* **Required work**: Lines before the one containing "the blue easter" are excluded; print that line and every line after it through the end of the material below, exactly.

* **Given records**:
'''
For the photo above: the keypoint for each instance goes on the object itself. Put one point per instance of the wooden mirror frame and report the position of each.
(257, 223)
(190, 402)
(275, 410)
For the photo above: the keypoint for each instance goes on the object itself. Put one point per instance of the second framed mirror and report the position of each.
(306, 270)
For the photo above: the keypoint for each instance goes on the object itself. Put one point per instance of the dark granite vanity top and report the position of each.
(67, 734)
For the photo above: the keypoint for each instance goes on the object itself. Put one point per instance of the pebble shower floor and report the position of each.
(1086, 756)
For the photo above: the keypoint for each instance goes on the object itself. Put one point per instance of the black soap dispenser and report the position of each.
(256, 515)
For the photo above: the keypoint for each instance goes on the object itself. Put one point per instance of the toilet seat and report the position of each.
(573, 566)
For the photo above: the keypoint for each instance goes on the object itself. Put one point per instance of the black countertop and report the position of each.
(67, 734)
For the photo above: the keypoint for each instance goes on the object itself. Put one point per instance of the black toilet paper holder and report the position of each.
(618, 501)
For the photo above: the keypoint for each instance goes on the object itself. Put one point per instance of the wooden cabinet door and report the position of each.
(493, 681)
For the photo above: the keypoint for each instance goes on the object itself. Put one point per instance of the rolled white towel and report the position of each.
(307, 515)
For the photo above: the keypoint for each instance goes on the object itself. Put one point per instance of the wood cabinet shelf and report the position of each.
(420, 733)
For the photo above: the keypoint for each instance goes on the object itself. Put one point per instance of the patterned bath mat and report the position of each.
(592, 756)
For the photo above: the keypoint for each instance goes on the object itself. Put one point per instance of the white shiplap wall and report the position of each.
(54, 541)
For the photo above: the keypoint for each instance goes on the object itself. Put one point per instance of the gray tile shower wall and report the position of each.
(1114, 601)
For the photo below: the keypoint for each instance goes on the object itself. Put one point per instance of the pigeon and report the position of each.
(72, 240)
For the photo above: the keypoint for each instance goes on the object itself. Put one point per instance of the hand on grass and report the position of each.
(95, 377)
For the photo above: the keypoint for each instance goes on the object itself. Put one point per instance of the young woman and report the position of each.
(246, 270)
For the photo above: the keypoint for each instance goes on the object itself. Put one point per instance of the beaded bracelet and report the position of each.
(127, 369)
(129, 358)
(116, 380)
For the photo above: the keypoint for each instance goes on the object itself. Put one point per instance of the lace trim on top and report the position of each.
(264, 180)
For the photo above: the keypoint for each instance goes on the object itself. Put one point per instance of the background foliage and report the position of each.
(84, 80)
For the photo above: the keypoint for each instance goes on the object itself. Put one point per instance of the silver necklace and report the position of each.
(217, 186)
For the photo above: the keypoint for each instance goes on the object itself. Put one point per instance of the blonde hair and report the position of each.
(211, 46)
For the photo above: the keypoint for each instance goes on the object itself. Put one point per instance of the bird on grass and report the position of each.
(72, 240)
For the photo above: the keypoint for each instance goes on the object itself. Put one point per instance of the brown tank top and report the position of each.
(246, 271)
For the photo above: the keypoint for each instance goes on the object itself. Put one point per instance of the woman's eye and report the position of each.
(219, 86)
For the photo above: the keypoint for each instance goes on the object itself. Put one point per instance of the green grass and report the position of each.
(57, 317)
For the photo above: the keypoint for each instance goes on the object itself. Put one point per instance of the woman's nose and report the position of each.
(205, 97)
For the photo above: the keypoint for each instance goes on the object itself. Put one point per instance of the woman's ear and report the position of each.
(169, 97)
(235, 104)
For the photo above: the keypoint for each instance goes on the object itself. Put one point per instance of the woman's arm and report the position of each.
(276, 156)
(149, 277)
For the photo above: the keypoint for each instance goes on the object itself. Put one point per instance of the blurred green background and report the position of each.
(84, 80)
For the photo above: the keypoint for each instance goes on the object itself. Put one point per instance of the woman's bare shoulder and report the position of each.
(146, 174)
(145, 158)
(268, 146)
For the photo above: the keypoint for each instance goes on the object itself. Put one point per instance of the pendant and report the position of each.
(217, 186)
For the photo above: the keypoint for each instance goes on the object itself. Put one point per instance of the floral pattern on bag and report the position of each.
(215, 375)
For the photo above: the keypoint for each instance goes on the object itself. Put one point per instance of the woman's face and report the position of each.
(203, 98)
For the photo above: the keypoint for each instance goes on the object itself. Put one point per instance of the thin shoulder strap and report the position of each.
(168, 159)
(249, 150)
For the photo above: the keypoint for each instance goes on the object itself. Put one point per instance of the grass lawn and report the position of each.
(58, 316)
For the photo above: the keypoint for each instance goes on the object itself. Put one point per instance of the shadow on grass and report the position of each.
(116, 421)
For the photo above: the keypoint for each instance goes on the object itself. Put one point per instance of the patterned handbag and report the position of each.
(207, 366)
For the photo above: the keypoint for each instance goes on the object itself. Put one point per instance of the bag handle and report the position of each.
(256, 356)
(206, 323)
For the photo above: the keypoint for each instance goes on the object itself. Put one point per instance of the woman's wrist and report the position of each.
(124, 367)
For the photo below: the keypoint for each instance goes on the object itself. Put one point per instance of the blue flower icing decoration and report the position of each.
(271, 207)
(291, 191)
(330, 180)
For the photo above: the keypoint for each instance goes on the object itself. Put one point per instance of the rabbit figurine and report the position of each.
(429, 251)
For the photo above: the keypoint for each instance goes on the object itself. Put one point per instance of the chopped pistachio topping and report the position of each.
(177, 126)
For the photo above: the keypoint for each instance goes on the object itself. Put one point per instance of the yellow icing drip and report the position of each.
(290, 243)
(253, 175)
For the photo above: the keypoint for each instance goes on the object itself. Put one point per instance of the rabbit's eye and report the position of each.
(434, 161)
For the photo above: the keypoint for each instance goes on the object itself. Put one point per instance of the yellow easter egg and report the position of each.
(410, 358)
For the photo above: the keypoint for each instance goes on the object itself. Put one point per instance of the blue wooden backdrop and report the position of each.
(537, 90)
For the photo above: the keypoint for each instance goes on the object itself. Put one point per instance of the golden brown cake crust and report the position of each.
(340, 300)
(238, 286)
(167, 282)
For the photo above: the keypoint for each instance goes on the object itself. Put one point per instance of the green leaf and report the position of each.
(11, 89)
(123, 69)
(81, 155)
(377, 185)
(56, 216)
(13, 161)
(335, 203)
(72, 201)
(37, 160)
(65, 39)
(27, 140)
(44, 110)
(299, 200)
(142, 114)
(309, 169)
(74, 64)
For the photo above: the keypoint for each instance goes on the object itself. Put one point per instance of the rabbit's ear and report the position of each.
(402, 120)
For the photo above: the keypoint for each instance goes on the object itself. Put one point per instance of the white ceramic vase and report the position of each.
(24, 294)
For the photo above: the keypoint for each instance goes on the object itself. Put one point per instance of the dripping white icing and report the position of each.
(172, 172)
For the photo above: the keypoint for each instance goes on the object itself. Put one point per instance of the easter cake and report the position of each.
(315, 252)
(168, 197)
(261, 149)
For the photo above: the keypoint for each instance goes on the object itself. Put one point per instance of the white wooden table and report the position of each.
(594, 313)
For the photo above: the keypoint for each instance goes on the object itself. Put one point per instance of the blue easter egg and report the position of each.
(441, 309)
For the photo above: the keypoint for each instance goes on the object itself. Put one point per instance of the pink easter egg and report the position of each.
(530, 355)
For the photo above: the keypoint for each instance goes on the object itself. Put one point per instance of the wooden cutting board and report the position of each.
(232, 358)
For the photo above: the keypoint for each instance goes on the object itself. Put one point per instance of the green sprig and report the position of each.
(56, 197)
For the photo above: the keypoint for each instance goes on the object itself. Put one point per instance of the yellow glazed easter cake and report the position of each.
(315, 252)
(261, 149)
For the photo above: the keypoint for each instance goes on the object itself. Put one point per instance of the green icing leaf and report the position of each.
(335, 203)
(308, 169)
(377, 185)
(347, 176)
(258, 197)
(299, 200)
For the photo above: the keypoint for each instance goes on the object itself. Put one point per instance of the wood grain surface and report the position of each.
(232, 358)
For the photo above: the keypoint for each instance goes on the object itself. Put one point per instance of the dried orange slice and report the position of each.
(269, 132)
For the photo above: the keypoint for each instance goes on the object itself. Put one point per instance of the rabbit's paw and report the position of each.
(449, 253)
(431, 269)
'''
* **Completed exercise**:
For the photo above: the keypoint for each instance goes on the object itself. Put one point per instance of the blue easter egg and report the position of each.
(441, 309)
For the photo above: the keypoint for each instance goes on the object itself. Put one point per instance of the pink easter egg and report the position of each.
(530, 355)
For the photo above: the keypoint for each instance goes on the object itself. Put one point per instance of the wooden cutting board and report the position of each.
(232, 358)
For the photo above: the keypoint for each instance goes on the object itself. Put one point per instance of the green sprig and report the position of each.
(56, 197)
For the photo above: the keypoint for each instance goes on the object itself. Put one point per instance of the yellow glazed easter cake and report the position of each.
(315, 252)
(261, 149)
For the photo above: the keypoint for each instance goes on the object itself. Put one point per instance of the green icing leaf and report the position of each.
(335, 203)
(308, 169)
(377, 185)
(347, 176)
(258, 197)
(299, 200)
For the photo above: the keypoint for each instance goes on the object itself. Put one point per instance of the wood grain surface and report the position of each.
(232, 358)
For the photo above: the keypoint for each instance goes on the object itself. Put one point per instance of the dried orange slice and report the position of each.
(269, 132)
For the photo above: the keypoint for each instance goes on the object itself. Put one point per instance of the rabbit's paw and report the position of each.
(449, 253)
(431, 269)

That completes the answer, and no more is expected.